Directions: How many lines in the items below contain the string "clear"? Case counts, and give only the number.

**** Entries shown

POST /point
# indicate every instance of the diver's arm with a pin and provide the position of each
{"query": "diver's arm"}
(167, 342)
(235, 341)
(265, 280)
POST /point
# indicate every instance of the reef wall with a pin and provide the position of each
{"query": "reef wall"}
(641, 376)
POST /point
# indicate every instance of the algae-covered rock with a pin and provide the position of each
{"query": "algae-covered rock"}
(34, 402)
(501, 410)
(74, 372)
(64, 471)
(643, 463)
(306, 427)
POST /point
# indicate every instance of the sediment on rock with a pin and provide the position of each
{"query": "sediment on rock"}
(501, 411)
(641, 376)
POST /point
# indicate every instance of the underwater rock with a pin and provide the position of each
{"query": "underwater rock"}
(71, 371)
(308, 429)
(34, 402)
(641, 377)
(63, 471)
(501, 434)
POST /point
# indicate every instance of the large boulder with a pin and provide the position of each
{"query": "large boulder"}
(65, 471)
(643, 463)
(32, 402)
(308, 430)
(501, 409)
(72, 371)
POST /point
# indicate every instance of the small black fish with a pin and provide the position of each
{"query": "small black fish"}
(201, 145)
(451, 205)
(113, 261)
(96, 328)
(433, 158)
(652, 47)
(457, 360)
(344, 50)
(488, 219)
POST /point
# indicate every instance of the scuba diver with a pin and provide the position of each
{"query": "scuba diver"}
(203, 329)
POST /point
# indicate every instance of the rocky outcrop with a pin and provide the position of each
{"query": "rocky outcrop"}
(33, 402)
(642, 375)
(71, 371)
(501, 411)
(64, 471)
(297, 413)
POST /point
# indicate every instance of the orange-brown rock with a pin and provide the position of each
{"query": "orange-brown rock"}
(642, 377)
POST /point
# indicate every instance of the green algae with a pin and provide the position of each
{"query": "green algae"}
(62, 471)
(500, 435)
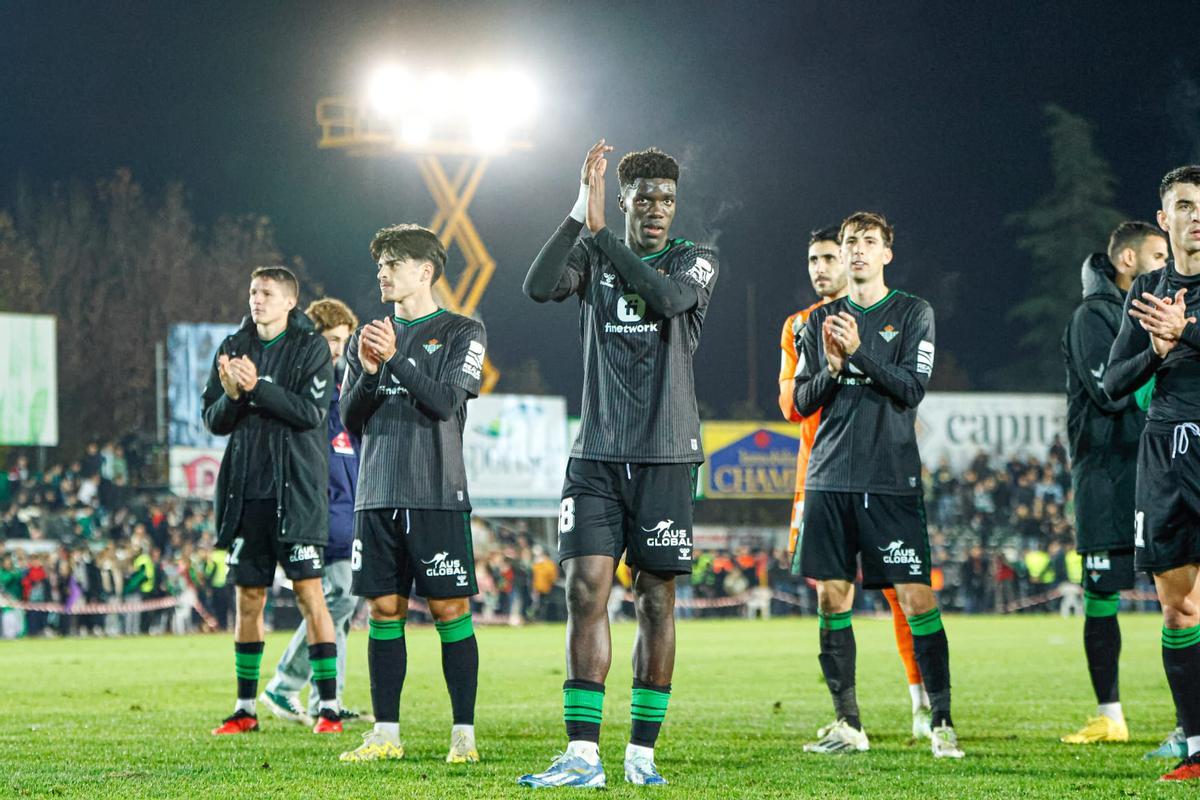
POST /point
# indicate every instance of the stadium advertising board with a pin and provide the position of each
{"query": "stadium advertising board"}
(515, 450)
(958, 425)
(195, 452)
(29, 392)
(747, 461)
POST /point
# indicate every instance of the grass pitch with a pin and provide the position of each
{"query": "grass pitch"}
(131, 717)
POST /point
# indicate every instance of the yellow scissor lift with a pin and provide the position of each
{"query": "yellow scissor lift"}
(346, 124)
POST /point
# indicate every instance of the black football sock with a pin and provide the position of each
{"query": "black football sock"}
(388, 663)
(460, 666)
(1102, 643)
(933, 651)
(838, 657)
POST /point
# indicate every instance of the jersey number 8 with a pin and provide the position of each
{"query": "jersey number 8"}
(567, 516)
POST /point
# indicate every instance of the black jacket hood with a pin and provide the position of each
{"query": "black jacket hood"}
(1098, 276)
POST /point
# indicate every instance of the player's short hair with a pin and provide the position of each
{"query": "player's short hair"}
(280, 275)
(1186, 174)
(1131, 234)
(865, 221)
(651, 162)
(829, 233)
(405, 241)
(328, 313)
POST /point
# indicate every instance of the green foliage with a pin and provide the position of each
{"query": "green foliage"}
(131, 717)
(1063, 227)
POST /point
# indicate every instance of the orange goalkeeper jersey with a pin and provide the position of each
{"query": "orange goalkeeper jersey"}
(787, 341)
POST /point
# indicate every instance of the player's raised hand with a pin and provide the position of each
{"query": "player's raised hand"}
(597, 152)
(228, 383)
(845, 330)
(246, 373)
(1163, 318)
(595, 194)
(381, 337)
(834, 354)
(367, 356)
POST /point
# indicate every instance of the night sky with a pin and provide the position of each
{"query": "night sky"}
(785, 116)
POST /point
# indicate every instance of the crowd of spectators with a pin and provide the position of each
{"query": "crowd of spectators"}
(1001, 535)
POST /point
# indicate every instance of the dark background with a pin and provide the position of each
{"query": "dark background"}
(785, 116)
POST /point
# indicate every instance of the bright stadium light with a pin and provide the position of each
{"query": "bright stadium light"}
(388, 89)
(484, 112)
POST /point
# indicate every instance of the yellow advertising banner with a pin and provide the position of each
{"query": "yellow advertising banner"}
(749, 461)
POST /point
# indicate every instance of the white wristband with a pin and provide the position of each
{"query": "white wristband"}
(580, 212)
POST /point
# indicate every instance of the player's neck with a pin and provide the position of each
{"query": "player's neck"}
(268, 331)
(868, 294)
(1187, 265)
(415, 306)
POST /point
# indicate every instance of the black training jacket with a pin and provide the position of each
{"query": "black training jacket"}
(1102, 432)
(295, 404)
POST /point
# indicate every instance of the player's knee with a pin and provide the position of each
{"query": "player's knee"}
(251, 600)
(1180, 612)
(586, 594)
(657, 603)
(834, 596)
(390, 607)
(445, 611)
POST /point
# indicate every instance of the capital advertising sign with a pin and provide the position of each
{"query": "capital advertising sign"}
(749, 461)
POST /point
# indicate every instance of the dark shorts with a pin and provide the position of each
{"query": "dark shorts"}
(1108, 572)
(1167, 517)
(257, 548)
(395, 548)
(642, 511)
(887, 530)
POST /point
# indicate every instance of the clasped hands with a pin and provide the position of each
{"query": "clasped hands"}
(377, 343)
(1163, 318)
(839, 332)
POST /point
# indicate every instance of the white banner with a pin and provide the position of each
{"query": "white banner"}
(515, 450)
(193, 471)
(29, 388)
(958, 425)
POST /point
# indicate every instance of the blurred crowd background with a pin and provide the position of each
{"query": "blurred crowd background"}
(123, 560)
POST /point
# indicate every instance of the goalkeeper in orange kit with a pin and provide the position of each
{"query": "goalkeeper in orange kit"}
(828, 277)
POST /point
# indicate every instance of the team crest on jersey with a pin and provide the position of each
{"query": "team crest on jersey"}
(701, 271)
(474, 362)
(342, 445)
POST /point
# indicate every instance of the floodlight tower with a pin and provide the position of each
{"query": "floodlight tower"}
(469, 120)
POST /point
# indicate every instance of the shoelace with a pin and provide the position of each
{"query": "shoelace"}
(1180, 445)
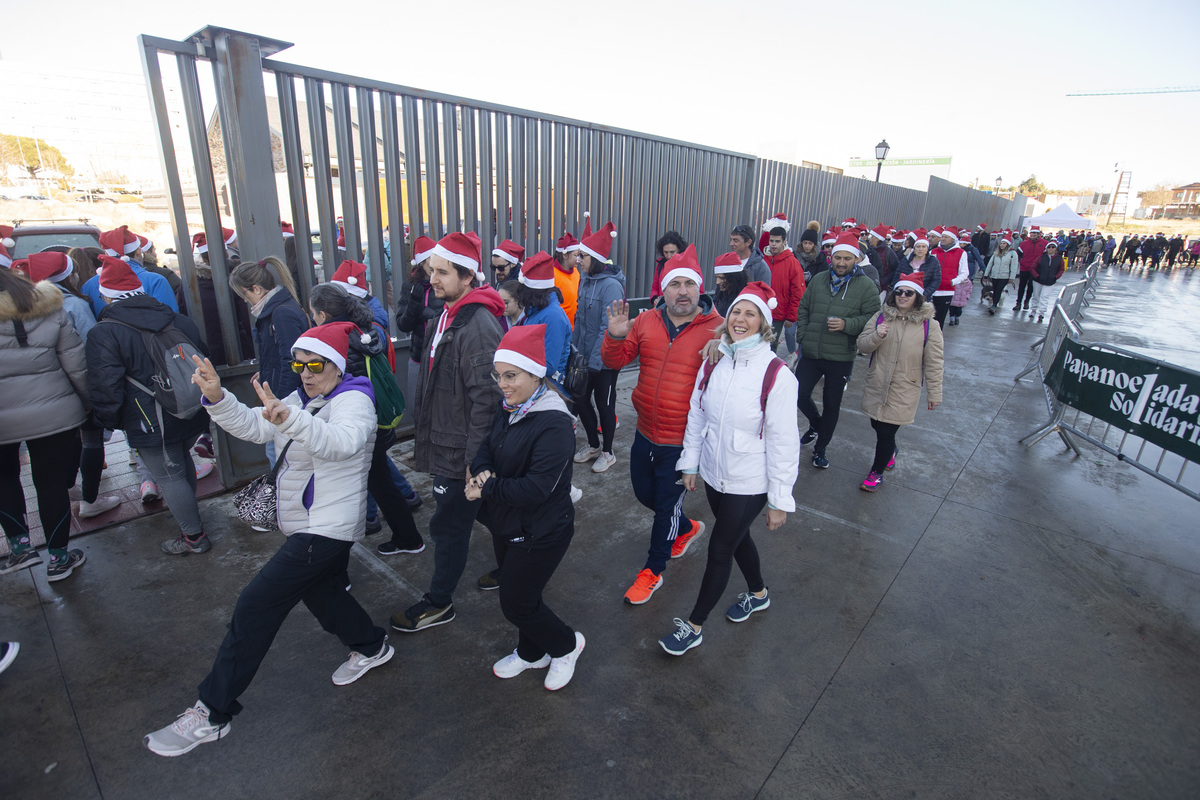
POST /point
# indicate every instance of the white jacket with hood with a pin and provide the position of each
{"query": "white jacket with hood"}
(323, 482)
(726, 439)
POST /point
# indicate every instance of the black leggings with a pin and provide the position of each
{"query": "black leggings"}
(53, 461)
(885, 444)
(1024, 288)
(601, 386)
(730, 540)
(997, 290)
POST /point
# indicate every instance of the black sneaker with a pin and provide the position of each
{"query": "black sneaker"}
(421, 615)
(60, 569)
(394, 548)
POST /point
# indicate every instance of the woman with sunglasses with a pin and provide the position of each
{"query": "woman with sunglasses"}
(328, 426)
(905, 348)
(523, 475)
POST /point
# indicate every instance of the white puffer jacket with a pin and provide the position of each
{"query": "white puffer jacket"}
(723, 439)
(323, 482)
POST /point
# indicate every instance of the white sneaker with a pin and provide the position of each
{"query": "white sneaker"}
(513, 665)
(185, 734)
(358, 663)
(102, 505)
(561, 669)
(604, 462)
(586, 453)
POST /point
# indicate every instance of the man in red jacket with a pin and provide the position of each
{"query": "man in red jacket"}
(667, 340)
(787, 281)
(1031, 253)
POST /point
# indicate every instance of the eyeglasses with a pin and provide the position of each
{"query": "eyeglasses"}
(315, 367)
(507, 378)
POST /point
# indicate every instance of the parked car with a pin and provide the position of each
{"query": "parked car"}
(52, 235)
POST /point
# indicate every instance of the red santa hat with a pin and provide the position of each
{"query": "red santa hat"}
(599, 244)
(353, 277)
(330, 341)
(423, 248)
(762, 296)
(119, 241)
(45, 266)
(539, 271)
(567, 244)
(727, 263)
(459, 248)
(510, 251)
(682, 265)
(525, 347)
(847, 242)
(117, 278)
(915, 281)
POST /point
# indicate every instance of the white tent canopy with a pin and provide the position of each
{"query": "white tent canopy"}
(1061, 217)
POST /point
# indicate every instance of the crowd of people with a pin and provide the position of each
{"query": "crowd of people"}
(510, 371)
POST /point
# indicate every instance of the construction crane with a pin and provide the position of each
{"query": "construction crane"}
(1161, 90)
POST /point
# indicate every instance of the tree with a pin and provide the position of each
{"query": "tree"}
(1031, 186)
(33, 155)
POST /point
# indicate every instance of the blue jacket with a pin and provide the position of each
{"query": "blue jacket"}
(276, 330)
(155, 286)
(558, 337)
(597, 294)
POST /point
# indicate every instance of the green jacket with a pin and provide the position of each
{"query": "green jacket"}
(857, 304)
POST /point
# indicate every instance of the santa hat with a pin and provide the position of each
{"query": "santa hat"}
(847, 242)
(778, 221)
(567, 244)
(423, 248)
(119, 241)
(510, 251)
(762, 296)
(915, 281)
(45, 266)
(117, 278)
(459, 248)
(523, 347)
(353, 277)
(683, 265)
(330, 341)
(727, 263)
(599, 244)
(539, 271)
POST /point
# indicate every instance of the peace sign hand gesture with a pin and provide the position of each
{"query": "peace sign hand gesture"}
(205, 377)
(274, 409)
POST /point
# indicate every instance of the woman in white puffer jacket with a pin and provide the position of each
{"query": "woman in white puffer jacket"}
(330, 422)
(743, 440)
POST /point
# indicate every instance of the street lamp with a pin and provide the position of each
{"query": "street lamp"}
(881, 152)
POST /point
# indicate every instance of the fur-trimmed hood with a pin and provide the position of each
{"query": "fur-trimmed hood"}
(892, 314)
(48, 300)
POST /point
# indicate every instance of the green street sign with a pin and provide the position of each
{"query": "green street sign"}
(900, 162)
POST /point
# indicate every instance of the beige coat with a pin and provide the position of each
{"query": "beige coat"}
(899, 362)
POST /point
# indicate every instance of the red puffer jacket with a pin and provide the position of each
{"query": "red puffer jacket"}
(667, 373)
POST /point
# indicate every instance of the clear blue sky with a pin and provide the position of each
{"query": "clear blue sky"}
(983, 83)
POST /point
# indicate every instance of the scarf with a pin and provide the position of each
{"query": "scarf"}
(517, 411)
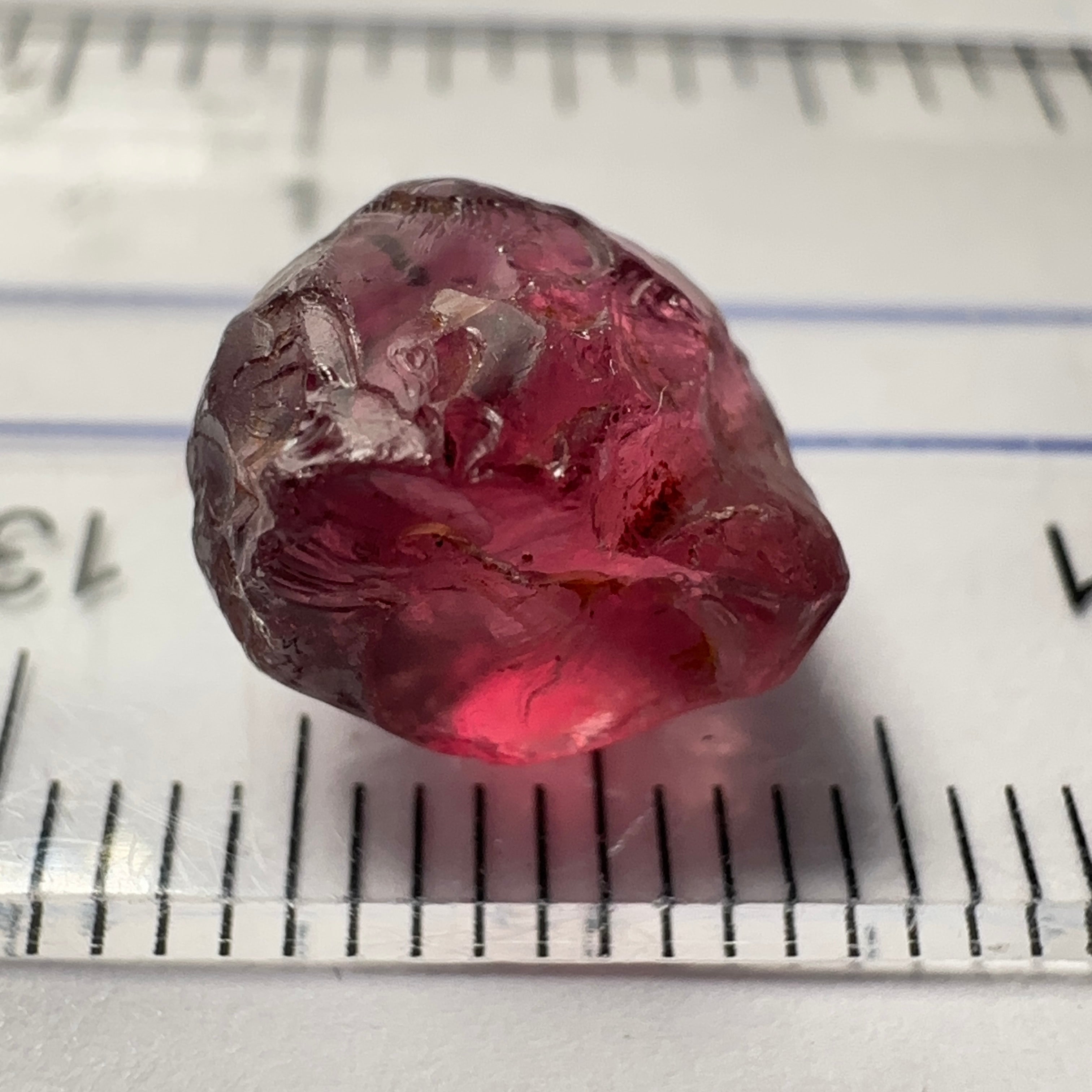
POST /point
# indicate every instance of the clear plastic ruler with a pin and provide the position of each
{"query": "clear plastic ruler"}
(900, 234)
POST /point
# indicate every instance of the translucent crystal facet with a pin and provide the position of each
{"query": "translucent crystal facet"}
(483, 473)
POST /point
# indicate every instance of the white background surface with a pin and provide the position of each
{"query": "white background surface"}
(542, 1034)
(65, 1029)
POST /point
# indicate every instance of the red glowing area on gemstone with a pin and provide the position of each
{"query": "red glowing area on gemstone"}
(499, 482)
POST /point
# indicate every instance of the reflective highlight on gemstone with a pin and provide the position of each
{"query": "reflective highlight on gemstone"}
(499, 482)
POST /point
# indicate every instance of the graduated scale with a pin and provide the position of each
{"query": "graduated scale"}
(899, 233)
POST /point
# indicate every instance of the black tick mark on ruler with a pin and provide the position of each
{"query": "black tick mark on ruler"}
(542, 873)
(728, 878)
(417, 873)
(1041, 89)
(784, 851)
(906, 853)
(355, 872)
(12, 708)
(231, 866)
(195, 51)
(973, 887)
(135, 38)
(849, 871)
(667, 885)
(809, 96)
(1077, 593)
(166, 866)
(1086, 858)
(602, 855)
(103, 868)
(68, 59)
(296, 838)
(480, 870)
(1035, 888)
(39, 868)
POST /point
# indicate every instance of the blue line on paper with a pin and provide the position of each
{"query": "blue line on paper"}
(969, 444)
(221, 301)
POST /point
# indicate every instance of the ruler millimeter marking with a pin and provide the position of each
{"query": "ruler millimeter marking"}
(355, 871)
(728, 876)
(906, 853)
(564, 42)
(788, 873)
(1027, 859)
(41, 852)
(12, 707)
(970, 871)
(296, 837)
(103, 867)
(166, 866)
(664, 904)
(849, 872)
(231, 867)
(1077, 829)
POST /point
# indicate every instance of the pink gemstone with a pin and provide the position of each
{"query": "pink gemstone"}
(498, 481)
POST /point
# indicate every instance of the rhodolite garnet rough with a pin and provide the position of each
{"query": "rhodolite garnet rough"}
(498, 481)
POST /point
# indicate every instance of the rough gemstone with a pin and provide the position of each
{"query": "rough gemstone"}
(499, 482)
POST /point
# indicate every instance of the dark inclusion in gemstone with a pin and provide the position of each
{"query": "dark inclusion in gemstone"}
(483, 473)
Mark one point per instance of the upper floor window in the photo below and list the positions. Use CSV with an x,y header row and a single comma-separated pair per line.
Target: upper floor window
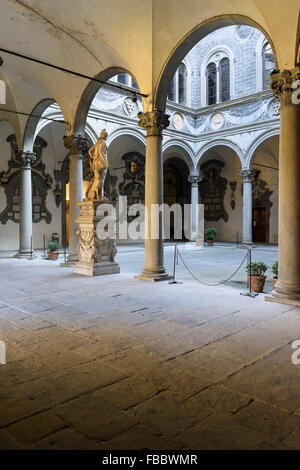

********

Correct output: 4